> Problem to work on: Could you repeat the passage of the Baguio flowers piece that opens with the words containing "It’s all for" and closes with "supposed to celebrate.", changing "petunia" to "pansy"?

> Reading text:
Dacawi: Perennials keeping Baguio’s status as flower city

(In the after-glow of the annual Baguio Flower Festival, we recall a piece celebrating what remains of the city’s blooms that is struggling to restore its image as the “Flower Garden City” of the Philippines. More than a plaint, it is a wish for a renewed push to restore the city’s gardens during its formative years. – RD.)

Perennials the likes of bougainvillea, hibiscus and African tulip are keeping afloat Baguio’s endangered - if not former - status as the country’s flower city. The annuals, they that go from seed to bloom and back to seed in one growing season or cycle in Baguio’s temperate climate, - snapdragon, zinnia, peas, marigold and others - are vanishing with the gardens they used to grow in.

This is the reality on the ground, notwithstanding the call for year-round blossoming that the annual Baguio Flower Festival has accented on for 20 years now.

It’s all for convenience. Coaxing an annual, say petunia, to sprout and bloom, requires tender human loving care for months, as my unlettered old man repeatedly did, year in and year out for years until his retirement from the city old city nursery that is no longer. The dwindling water supply, the rising cost of labor and of Baguio lots and open spaces now too precious to waste on annuals, further diminish our status as the country’s flower garden city.

There’s also that growing lament that flowers have given way to plasticity, to the commercialization of this blossoming that “Panagbenga”, is supposed to celebrate.

Even the Pacdal Forest Nursery that, over the years, shifted to tree seedling production – perhaps also for labor convenience - , is no more. It’s giving way to a centralized infrastructure to house all the various regional offices of the Department of Environment and Natural Resources.

We find solace from the roadside view of perennials which began exploding with blooms before or with the onset of summer. Suddenly prominent in February is the jacaranda, the sight of which you can still catch, as it sheds its blue, bell-like flowers along Kisad Road and in front of the community environment and natural resources office at Pacdal.

Native to Central and South America, jacaranda lines up the streets of Pretoria in South Africa where legend has it that if a flower drops on a student’s head, he or she will pass the final exams at the University of Pretoria.

All the while I’d presumed jacaranda came from where the African tulip did. Also known as fountain tree, the tulip is so named for its orange-red tulip-shaped blooms that spread out to its branches in older trees and jut out first on its upper crown in younger ones. Represented by a single species, it’s scientifically called Spathodea campanulata for its spathe-like calyx and campanulate or bell-shaped flowers, mostly red-orange.

As annually experienced by the Baguio media who set up their summer program parachute at the picnic grove of the Burnham Park, African tulip is fast growing, its wood soft and brittle.

Topping the riot of colors from perennials this summer about to begin is the bougainvillea. It blooms in red, pink, orange, yellow, although there may be other shades to be found exposing themselves out of residential gates, fences and hedges in one’s jeepney, taxi or private car ride around.

> Extracted records:
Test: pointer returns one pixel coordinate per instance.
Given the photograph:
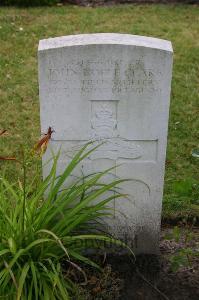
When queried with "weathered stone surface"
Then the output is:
(113, 87)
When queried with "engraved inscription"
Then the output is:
(90, 76)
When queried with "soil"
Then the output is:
(94, 3)
(150, 277)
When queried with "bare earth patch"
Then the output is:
(150, 278)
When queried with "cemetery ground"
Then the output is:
(20, 31)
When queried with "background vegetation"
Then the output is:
(20, 32)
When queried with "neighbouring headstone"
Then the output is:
(113, 87)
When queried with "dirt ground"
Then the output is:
(94, 3)
(151, 277)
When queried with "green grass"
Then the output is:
(20, 32)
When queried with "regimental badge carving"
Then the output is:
(103, 119)
(104, 128)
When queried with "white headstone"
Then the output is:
(114, 87)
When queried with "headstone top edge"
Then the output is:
(104, 39)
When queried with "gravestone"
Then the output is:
(113, 87)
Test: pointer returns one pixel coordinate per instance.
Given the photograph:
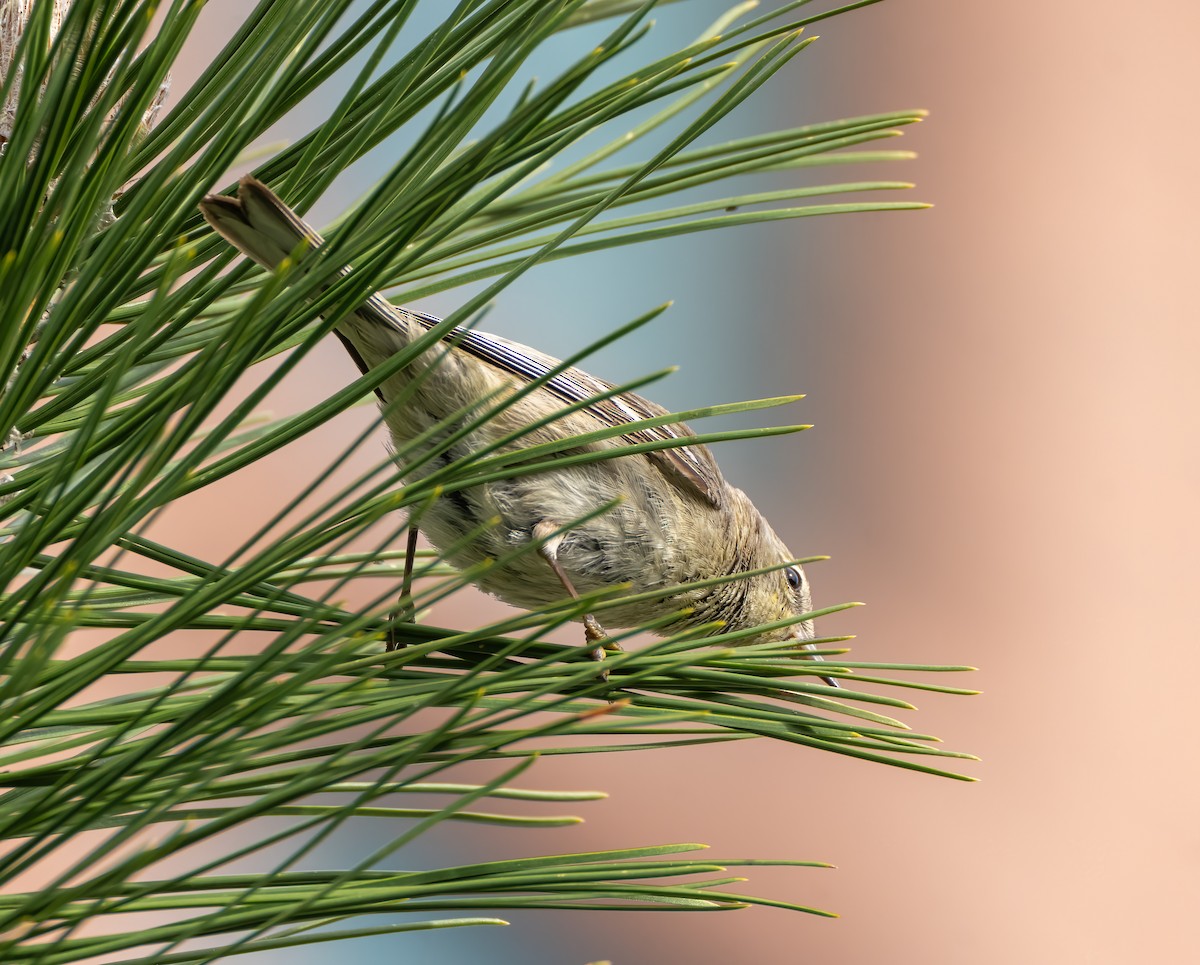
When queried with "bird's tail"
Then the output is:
(258, 223)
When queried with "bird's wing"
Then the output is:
(691, 467)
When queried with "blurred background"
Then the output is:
(1003, 467)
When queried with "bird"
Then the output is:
(658, 520)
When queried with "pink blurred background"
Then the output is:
(1005, 467)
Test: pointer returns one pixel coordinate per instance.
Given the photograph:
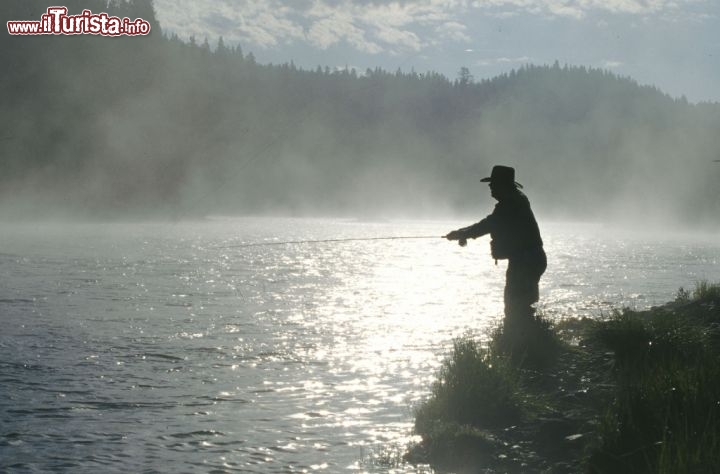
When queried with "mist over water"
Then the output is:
(142, 333)
(174, 347)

> Reply:
It’s all for convenience. Coaxing an annual, say pansy, to sprout and bloom, requires tender human loving care for months, as my unlettered old man repeatedly did, year in and year out for years until his retirement from the city old city nursery that is no longer. The dwindling water supply, the rising cost of labor and of Baguio lots and open spaces now too precious to waste on annuals, further diminish our status as the country’s flower garden city.

There’s also that growing lament that flowers have given way to plasticity, to the commercialization of this blossoming that “Panagbenga”, is supposed to celebrate.